Schlenther, Paul, Indexeintrag: Deutsche Biographie, https://www.deutsche-biographie.de/pnd118795112.html [19.03.2024].

CC0

  • Genealogie

    V Emil, Apotheker;
    M Leonide Freiin v. Buttlar;
    1892 Paula (1860–1938), Schausp. in Baden b. Wien, Olmütz u. Brünn, seit 1880 auf Empfehlung v. Auguste Baudius (1843–1937) am Kgl. Schauspielhaus Berlin, seit 1901 unter d. Direktion ihres Mannes am Burgtheater in Wien, 1903/04 Gastspiel am Dt. Theater Berlin, 1914-32 am Kgl. bzw. Staatl. Schauspielhaus Berlin, Hauptmann-Darstellerin (s. L), T d. Anton Conrad (1816–97), Kaufm., Singspieldir. in Währing b. Wien, Vf. v. Couplets u. Zauberpossen (s. BJ IV, Tl.) u. d. N. N. Grünwald; kinderlos; wohl Verwandter Heinrich (1794–1858), preuß. Hptm., Landrat (s. Altpreuß. Biogr. III), S e. Apothekers in I.

  • Biographie

    Aus einer Gutsherren- und Beamtenfamilie stammend, besuchte S. das Gymnasium in Insterburg und Königsberg-Kneiphof. Seine Studien in Germanistik und Geschichte führten ihn nach Stationen in Leipzig, Heidelberg und Berlin v. a. nach Straßburg, wo er Schüler Wilhelm Scherers (1841–86) und Erich Schmidts (1853–1913) wurde. Die Dissertation über „Frau Gottsched und die bürgerliche Komödie, Ein Kulturbild aus der Zopfzeit“ reichte er 1880 jedoch in Tübingen ein (gedr. 1886). 1881/82 noch vornehmlich mit literarischen Artikeln und Theaterkritiken für die „Tribüne“ in Erscheinung getreten, rückte er 1883 (-84) zum Redakteur der „Deutschen Literaturzeitung“ auf und schrieb daneben für „Die Nation“ (1883-86). S.s publizistischer Werdegang in Berlin erreichte einen ersten Höhepunkt, als er 1883 die Generalintendanz der Kgl. Schauspielhäuser mit der Jubiläumskritik „Botho von Hülsen und seine Leute“ würdigte. Dieses geschliffene „Strafgericht ohnegleichen“ (S. Jacobsohn, 1881–1926) über kunst- und gegenwartsferne Kulturbürokratie erregte nachhaltige Aufmerksamkeit. 1886 wurde S. auf Vorschlag Theodor Fontanes – der ihn später zu einem seiner Nachlaßverwalter berief – neben diesem zweiter Theaterreferent der „Vossischen Zeitung“, deren Sonntagsbeilage er 1889-98 nach Fontanes Ausscheiden zusätzlich redigierte.

**VORGEGEBENE ZEILEN**
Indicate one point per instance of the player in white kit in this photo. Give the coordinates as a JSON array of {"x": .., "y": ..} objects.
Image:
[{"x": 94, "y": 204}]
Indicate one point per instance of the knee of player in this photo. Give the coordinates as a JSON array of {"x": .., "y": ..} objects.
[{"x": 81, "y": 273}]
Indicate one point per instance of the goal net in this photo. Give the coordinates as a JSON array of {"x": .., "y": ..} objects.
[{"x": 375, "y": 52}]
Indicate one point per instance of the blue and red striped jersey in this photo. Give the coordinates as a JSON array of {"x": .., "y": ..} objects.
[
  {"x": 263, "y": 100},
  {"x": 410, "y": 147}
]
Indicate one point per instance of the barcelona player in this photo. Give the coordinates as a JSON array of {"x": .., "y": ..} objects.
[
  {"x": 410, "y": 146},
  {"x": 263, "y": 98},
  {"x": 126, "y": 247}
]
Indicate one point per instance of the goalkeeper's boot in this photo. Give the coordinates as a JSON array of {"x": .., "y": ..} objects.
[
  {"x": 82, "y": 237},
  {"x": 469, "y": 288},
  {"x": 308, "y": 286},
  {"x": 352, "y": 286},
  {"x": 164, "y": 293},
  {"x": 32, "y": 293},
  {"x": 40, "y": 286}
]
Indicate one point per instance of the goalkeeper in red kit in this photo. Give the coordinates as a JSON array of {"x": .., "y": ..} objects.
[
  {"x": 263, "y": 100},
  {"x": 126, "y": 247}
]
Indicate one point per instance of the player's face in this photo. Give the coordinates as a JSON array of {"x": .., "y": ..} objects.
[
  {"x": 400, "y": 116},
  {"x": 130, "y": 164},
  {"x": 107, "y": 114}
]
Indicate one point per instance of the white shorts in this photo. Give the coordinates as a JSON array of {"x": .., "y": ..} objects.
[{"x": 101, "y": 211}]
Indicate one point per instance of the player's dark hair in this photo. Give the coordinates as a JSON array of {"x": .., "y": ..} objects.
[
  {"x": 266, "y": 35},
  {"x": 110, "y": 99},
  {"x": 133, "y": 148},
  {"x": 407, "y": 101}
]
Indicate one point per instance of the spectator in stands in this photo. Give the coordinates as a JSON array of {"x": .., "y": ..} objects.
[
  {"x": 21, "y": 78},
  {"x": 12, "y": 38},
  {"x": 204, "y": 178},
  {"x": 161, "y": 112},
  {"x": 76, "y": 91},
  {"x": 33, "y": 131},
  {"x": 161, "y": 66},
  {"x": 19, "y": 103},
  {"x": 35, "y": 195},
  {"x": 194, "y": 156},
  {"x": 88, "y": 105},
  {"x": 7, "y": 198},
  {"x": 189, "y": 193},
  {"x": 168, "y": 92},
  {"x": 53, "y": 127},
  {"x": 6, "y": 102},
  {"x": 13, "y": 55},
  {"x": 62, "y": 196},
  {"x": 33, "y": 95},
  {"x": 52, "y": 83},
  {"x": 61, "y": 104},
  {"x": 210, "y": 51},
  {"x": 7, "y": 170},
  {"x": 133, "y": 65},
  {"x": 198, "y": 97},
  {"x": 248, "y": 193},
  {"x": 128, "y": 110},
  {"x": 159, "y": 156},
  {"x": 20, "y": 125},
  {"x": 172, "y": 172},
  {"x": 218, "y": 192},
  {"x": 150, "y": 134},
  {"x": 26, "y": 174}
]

...

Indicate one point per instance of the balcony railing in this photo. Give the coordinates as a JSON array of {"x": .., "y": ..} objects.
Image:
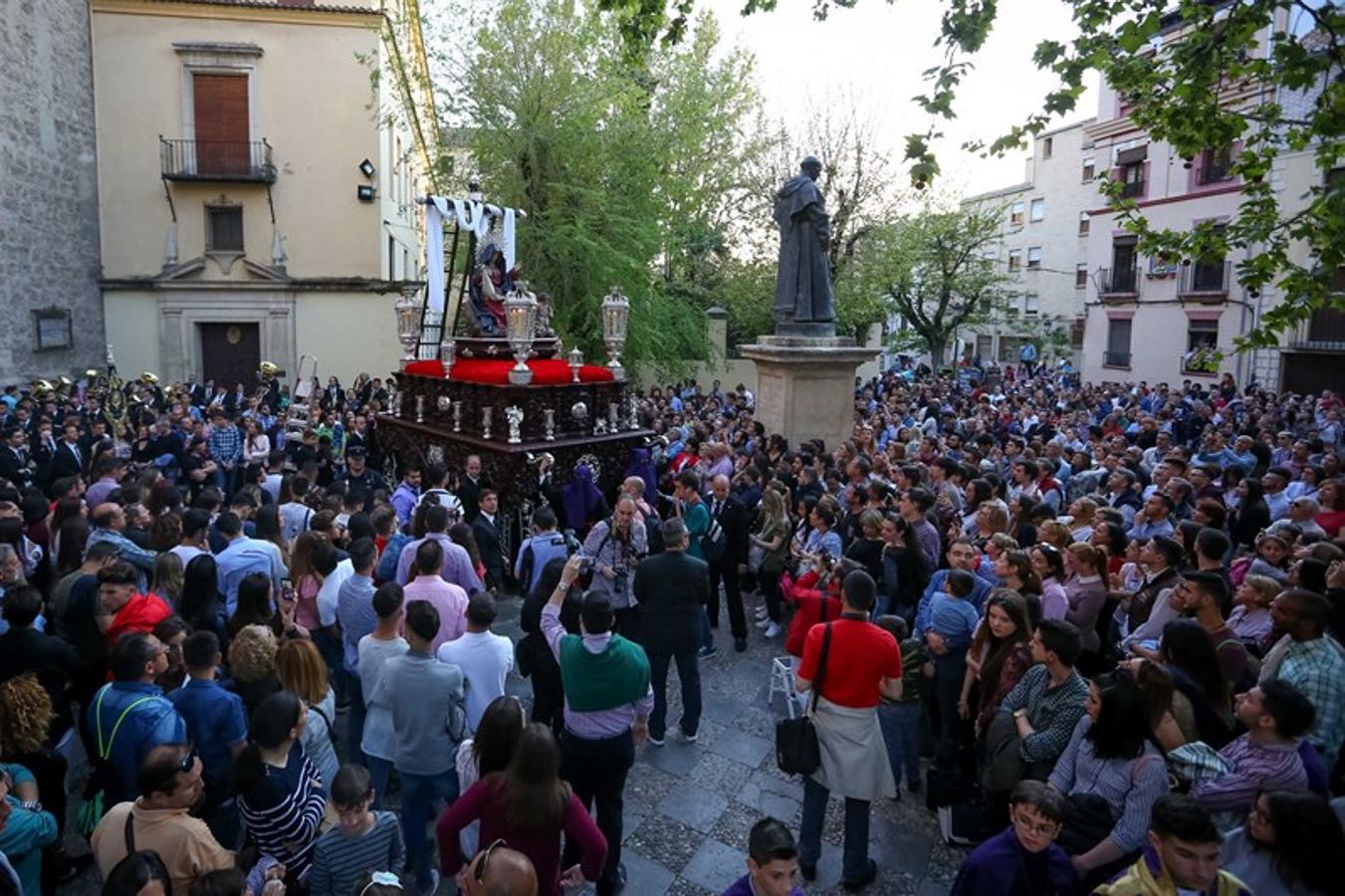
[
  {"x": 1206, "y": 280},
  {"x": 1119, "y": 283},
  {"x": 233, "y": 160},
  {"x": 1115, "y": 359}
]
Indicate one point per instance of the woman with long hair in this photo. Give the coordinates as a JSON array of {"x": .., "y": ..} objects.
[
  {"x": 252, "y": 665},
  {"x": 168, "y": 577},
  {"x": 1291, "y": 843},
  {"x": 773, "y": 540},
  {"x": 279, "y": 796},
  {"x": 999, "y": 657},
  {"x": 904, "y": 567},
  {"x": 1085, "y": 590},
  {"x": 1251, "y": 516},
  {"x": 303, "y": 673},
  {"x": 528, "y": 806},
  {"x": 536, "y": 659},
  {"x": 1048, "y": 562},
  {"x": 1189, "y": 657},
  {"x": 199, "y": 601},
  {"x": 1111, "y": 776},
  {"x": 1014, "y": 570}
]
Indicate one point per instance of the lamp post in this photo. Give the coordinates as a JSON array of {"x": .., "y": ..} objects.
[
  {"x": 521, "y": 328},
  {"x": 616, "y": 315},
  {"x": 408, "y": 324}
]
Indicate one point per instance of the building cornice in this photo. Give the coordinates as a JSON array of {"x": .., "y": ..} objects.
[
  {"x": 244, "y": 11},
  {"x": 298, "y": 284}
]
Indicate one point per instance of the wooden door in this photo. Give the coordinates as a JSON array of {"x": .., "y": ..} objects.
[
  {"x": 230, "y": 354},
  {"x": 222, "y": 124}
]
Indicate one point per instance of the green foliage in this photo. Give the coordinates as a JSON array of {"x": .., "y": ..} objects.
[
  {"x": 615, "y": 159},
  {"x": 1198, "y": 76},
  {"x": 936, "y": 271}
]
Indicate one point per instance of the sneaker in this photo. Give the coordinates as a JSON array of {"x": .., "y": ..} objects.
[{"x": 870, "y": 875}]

---

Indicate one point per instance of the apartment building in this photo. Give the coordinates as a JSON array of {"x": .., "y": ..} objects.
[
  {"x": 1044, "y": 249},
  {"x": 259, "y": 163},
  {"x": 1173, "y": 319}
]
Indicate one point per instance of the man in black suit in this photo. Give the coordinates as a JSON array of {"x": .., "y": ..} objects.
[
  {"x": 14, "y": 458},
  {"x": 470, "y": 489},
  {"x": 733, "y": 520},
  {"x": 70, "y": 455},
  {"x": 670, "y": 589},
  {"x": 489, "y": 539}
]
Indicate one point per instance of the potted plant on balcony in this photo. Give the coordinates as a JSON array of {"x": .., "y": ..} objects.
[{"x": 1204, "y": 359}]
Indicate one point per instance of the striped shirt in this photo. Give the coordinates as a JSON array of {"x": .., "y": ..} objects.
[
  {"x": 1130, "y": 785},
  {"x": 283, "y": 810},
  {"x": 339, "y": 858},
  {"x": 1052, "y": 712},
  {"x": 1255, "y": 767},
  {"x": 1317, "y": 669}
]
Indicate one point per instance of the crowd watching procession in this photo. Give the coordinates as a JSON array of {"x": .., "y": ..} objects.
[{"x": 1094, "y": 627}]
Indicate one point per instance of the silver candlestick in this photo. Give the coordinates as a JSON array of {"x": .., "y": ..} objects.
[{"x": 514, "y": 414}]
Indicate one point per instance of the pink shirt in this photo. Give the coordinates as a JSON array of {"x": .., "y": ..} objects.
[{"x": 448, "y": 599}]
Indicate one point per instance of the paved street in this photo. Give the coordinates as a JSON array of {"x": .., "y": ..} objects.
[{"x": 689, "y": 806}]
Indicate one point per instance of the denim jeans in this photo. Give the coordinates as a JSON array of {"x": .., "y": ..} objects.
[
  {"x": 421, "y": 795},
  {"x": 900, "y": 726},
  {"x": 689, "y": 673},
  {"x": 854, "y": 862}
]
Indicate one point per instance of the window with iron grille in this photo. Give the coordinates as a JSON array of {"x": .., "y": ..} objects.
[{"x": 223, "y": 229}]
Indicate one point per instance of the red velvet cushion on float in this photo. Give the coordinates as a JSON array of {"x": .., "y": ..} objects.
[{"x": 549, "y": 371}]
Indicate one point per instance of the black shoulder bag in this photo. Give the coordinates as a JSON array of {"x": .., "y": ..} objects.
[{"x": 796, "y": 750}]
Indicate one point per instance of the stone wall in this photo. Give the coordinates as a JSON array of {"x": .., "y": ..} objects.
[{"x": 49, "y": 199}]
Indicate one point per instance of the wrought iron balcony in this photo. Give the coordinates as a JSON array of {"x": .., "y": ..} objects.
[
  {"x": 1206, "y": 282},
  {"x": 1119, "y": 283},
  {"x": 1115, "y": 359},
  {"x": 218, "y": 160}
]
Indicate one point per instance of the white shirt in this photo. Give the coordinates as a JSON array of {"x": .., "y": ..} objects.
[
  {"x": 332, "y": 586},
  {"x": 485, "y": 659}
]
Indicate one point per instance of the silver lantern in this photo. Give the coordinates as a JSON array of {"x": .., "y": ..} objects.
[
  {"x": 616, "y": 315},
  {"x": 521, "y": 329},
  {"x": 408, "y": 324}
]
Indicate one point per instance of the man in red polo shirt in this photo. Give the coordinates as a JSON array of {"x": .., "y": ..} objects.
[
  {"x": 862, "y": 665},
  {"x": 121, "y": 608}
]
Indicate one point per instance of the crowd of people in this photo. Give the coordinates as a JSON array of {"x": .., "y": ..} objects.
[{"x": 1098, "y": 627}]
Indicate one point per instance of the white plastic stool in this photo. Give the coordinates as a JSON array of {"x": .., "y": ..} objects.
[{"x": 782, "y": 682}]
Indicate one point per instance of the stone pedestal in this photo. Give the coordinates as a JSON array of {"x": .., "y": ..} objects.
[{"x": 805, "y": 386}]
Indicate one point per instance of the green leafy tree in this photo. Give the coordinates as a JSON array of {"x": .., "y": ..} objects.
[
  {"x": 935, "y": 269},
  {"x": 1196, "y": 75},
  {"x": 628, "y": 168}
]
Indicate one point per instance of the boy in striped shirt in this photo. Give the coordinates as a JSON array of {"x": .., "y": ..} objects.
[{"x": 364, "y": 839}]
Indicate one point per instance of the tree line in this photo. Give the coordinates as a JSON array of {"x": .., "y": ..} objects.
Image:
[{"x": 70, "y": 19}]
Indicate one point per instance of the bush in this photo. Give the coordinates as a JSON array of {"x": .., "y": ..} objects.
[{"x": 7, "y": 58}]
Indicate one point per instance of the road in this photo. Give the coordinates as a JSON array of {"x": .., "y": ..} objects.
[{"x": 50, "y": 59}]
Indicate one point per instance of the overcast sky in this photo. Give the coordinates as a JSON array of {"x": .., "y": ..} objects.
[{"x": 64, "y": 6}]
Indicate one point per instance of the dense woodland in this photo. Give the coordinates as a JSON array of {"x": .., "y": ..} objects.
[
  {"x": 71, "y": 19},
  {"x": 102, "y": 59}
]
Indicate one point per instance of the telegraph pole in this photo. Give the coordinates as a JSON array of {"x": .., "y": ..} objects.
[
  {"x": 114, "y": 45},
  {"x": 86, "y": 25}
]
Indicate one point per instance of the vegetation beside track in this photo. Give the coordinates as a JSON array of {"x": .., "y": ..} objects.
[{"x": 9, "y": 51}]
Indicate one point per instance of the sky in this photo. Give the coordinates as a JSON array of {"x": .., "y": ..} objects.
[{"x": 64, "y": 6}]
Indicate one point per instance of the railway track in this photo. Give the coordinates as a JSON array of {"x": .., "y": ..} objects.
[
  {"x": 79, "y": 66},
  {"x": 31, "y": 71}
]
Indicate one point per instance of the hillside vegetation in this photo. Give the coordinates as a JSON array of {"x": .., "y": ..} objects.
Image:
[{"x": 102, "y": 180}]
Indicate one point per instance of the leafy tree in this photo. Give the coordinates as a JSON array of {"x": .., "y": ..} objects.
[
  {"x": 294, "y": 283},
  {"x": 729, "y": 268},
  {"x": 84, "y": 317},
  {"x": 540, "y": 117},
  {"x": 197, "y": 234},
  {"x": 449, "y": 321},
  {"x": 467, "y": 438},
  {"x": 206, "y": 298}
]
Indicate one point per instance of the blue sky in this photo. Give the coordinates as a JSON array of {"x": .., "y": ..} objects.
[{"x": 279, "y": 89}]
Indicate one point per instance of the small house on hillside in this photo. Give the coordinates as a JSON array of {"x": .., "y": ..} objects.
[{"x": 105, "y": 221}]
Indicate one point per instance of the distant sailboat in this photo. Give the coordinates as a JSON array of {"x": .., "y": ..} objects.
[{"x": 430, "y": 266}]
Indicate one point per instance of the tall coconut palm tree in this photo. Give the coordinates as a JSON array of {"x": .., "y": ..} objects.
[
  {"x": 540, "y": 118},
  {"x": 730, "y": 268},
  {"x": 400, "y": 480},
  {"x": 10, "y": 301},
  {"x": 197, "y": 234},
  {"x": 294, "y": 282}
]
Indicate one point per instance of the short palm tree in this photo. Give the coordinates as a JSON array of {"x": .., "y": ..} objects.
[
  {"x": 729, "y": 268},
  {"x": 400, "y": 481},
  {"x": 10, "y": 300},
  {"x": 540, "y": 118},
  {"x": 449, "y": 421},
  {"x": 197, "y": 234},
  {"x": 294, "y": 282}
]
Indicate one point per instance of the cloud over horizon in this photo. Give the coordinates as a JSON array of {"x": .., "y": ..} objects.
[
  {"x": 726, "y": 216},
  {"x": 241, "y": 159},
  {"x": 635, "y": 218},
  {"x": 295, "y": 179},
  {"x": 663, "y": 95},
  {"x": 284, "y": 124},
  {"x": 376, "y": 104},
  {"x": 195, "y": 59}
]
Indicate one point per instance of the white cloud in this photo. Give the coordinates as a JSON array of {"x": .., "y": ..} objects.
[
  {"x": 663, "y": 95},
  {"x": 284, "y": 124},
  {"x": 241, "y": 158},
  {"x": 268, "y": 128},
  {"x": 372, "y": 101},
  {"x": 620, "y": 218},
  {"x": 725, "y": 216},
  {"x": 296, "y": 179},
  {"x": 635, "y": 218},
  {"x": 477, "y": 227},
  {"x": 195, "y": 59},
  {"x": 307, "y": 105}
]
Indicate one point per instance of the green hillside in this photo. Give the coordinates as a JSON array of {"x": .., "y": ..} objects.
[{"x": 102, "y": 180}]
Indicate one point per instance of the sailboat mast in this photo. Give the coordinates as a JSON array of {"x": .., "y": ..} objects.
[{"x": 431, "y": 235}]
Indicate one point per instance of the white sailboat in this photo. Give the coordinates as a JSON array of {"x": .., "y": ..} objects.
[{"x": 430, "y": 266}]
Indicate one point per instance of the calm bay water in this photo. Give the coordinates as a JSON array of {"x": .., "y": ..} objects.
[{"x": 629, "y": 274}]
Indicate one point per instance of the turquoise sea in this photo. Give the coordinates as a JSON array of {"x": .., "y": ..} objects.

**ZU LÖSENDE AUFGABEN**
(A) Zählen Sie alle Zeitungen und Zeitschriften auf, für die Schlenther laut Lesetext geschrieben oder gearbeitet hat.
(B) Beantworten Sie mithilfe des Lesetextes die folgenden Fragen:
(i) Welchen Beruf hatte Schlenthers Vater?
(ii) In welchem Jahr und an welchem Ort reichte Schlenther seine Dissertation ein?
(iii) Auf wessen Vorschlag wurde Schlenther 1886 Theaterreferent der „Vossischen Zeitung“?
(C) Nehmen Sie den Lesetext über Schlenthers Werdegang nach seinem letzten Satz wieder auf und schreiben Sie ihn weiter.

**LÖSUNGEN DER AUFGABEN**
(A) „Tribüne“, „Deutsche Literaturzeitung“, „Die Nation“, „Vossische Zeitung“

(B)
(i) Apotheker
(ii) 1880 in Tübingen
(iii) Auf Vorschlag Theodor Fontanes

(C)
    Begeisterte sich schon der junge, gesellschaftspolitisch sensible S. für die Dramatik Ibsens sowie der dt. Naturalisten mit ihrer sozialkritischen Spielart des Theaters als moralischer Anstalt, so setzte er sich auch dafür ein, dieser eine Wirkungsstätte in der Hauptstadt zu verschaffen: 1889 konnte er u. a. mit Otto Brahm (1856–1912), Freund seit Straßburger Tagen, nach André Antoines Vorbild des Pariser „Théâtre Libre“ den Verein „Freie Bühne“ gründen (Vorsitz 1894–98), der unter Umgehung der Zensur die zeitgenössische Dramatik förderte. Neben Ibsen, dessen dt. Werkausgabe er mit herausgab, warb S. in erster Linie für den sich ihm auch freundschaftlich verbindenden Gerhart Hauptmann (1862–1946), nicht zuletzt mit einer Biographie (1898).

    1898 wurde S. (als Nachfolger Max Burkhards, 1854–1912) Direktor des Wiener Burgtheaters, wofür ihn Bildung, Erfahrung und ästhetisches Urteilsvermögen zu prädestinieren schienen. Hier inszenierte er 1905 einen ungekürzten, auf zwei Abende verteilten „Don Karlos“ (F. Schiller). Die Anhänger der Moderne enttäuschte er jedoch, weil er die von ihm erwartete Modernisierung der stilistischen Mittel nicht konsequent genug betrieb. Von den Traditionalisten gleichfalls befehdet, nahm er einen Skandal um ein neues Lustspiel zum Anlaß für Demission und Rückkehr in den Kritikerberuf (1910). Die nun übernommene Leitung des Theaterreferats beim „Berliner Tagblatt“ beendete erst sein Tod durch ein Krebsleiden 1916.

  • Auszeichnungen

    k. u. k. Hofrat (1910);
    ghzgl. meckl.-schwerin. Greifen-Orden I. Kl.;
    Kommandeur d. serb. St. Sava-Ordens, d. Orden d. Krone v. Italien u. d. span. Ordens Karl III.;
    österr. Orden d. Eisernen Krone III. Kl.;
    preuß. Kronen-Orden III. Kl.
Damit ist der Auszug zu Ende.